## Start Text section

Similar to the solution that the painter of the Brussels Life of Mary panel employed, many illuminators used silver foil in their manuscripts. Whereas silver foil was not much used on panel painting ‒ perhaps because it would tarnish very quickly ‒ book makers did apply silver, possibly because the book in its closed state would limit oxidation, at least temporarily. Silver foil is a solution for representing windowpanes in many fifteenth-century Delft manuscripts, such as one depicting the Pentecost, where the apostles and Mary are receiving the Holy Spirit in a church (fig. 2).10 The back wall of the chapel where the event takes place has two silver-foil windows, which the painter has further articulated with tracery. Whereas the regular windows are represented with silver, the radiance around the holy dove appears in gold, a higher-value metal that never tarnishes. Other illuminators experimented with silver, including an English painter who tried to represent the resurrected Christ bathed in light, depicted his body in silver (fig. 3).11 This silver, however, has oxidized, and the resurrected one now appears as a tarnished and solid lump rather than an ethereal hovering being. The experimental material has failed.

Making things out of parchment

Manuscript illuminators played at the outer boundaries of materials’ possibilities, and parchment was one of the most flexible of those materials ‒ in both a literal and figurative sense. Parchment has a number of qualities that made it useful for certain skeuomorphs in the middle ages: it was relatively inexpensive and abundant across the meat-eating world; it is strong enough to withstand burnishing; it takes paint well, without drinking it; one can cut it into any shape; it does not fray; and it has the structural integrity to lie flat. It differs from panel in significant ways. Whereas Jan van Eyck could paint the wooden frame around his ‘Leal souvenir’ portrait (London, National Gallery) so that the viewer might expect the frame to feel like porphyry, a manuscript painter would have a more difficult task creating a fictive frame.12 This is because the illumination is always in the context of a book, where the parchment folds around the curving book block. That said, a fictive frame might be an easier trick to pull off than the illusion of figures populating a space inside a frame, because the fictive frame painter does not have to represent fictive space, but only to represent another material. One might reach out to touch the Leal souvenir portrait and expect the surface to feel cold and petrified, that is, to think that it’s porphyry and then be surprised to discover by its temperature that it is actually painted wood. Representing a porphyry slab at the bottom of a panel painting could be considered an extension of architectural skeuomorphism.13

Nevertheless, some illuminators even attempted to lend parchment the quality of a solid mass. For example, a French illuminator played with the construction of a fictive material in a full-page design depicting St John on Patmos in a frame (fig. 4). That fictive recession into depth is a different ontological level from the frame itself: the latter is painted in shell gold, the same paint one might use to paint an actual frame. This shell gold provides the visual aspic for the gems and jewels ornamenting its periphery. Not only was the medium of metallic and non-metallic paint on parchment cheaper than jewels and jeweller’s gold, but the former can be closed into a book.

## End Text section

> [What this exercise asks]
1. In the passage on manuscript illumination, in what metal does the radiance around the holy dove appear in the Pentecost manuscript?
2. List every quality of parchment that the passage on manuscript illumination names as making it useful for skeuomorphs in the middle ages.
3. Copy the portion of the passage on manuscript illumination starting with "Nevertheless, some illuminators" and going on through "into a book.".
Work only from the passage on manuscript illumination.

## Start Information shown

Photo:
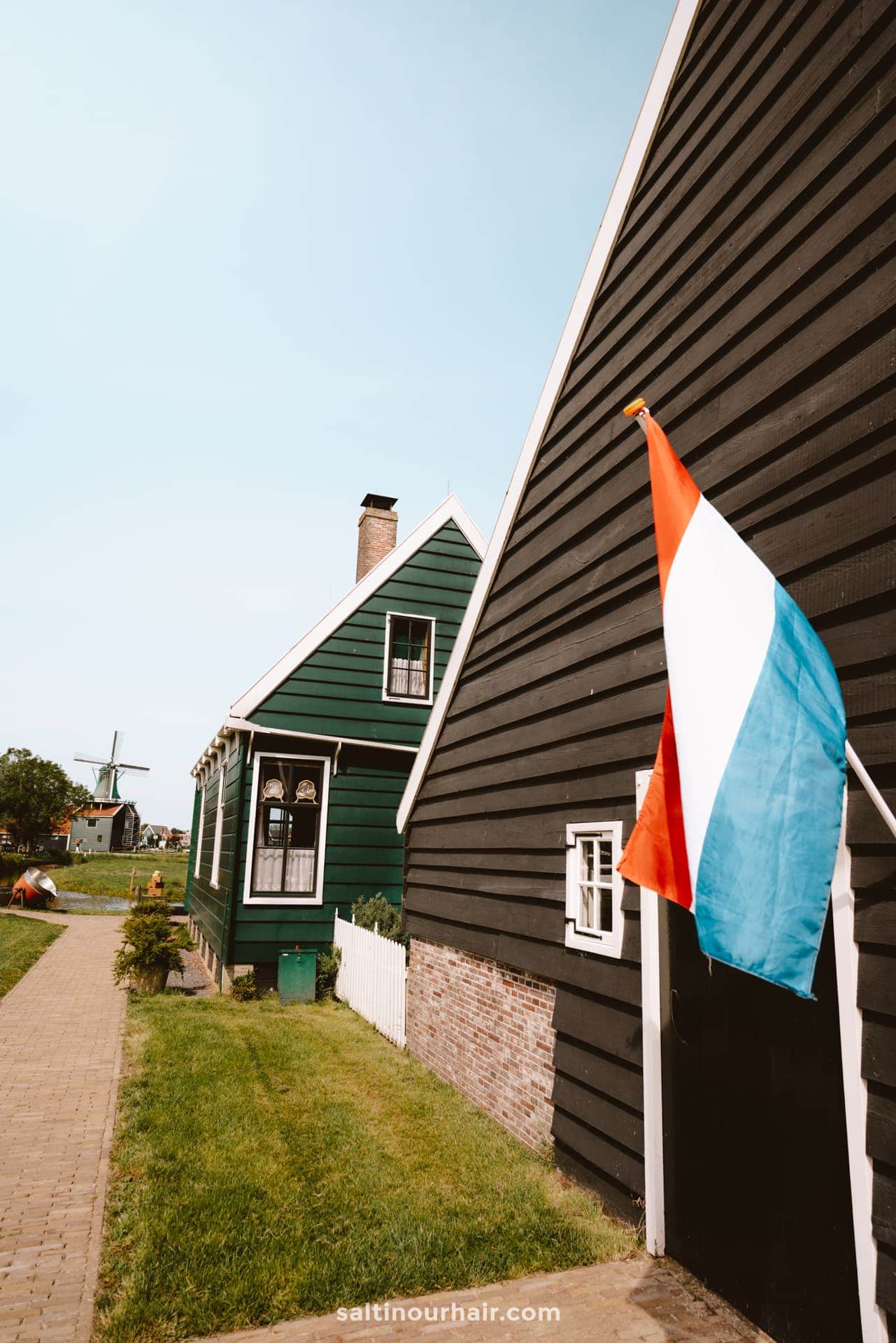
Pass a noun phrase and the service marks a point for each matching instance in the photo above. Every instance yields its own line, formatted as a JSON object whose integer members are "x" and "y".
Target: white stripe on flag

## End Information shown

> [Solutions to the problems]
1. Gold.

2.
- It was relatively inexpensive and abundant across the meat-eating world.
- It is strong enough to withstand burnishing.
- It takes paint well, without drinking it.
- It can be cut into any shape.
- It does not fray.
- It has the structural integrity to lie flat.

3.
Nevertheless, some illuminators even attempted to lend parchment the quality of a solid mass. For example, a French illuminator played with the construction of a fictive material in a full-page design depicting St John on Patmos in a frame (fig. 4). That fictive recession into depth is a different ontological level from the frame itself: the latter is painted in shell gold, the same paint one might use to paint an actual frame. This shell gold provides the visual aspic for the gems and jewels ornamenting its periphery. Not only was the medium of metallic and non-metallic paint on parchment cheaper than jewels and jeweller’s gold, but the former can be closed into a book.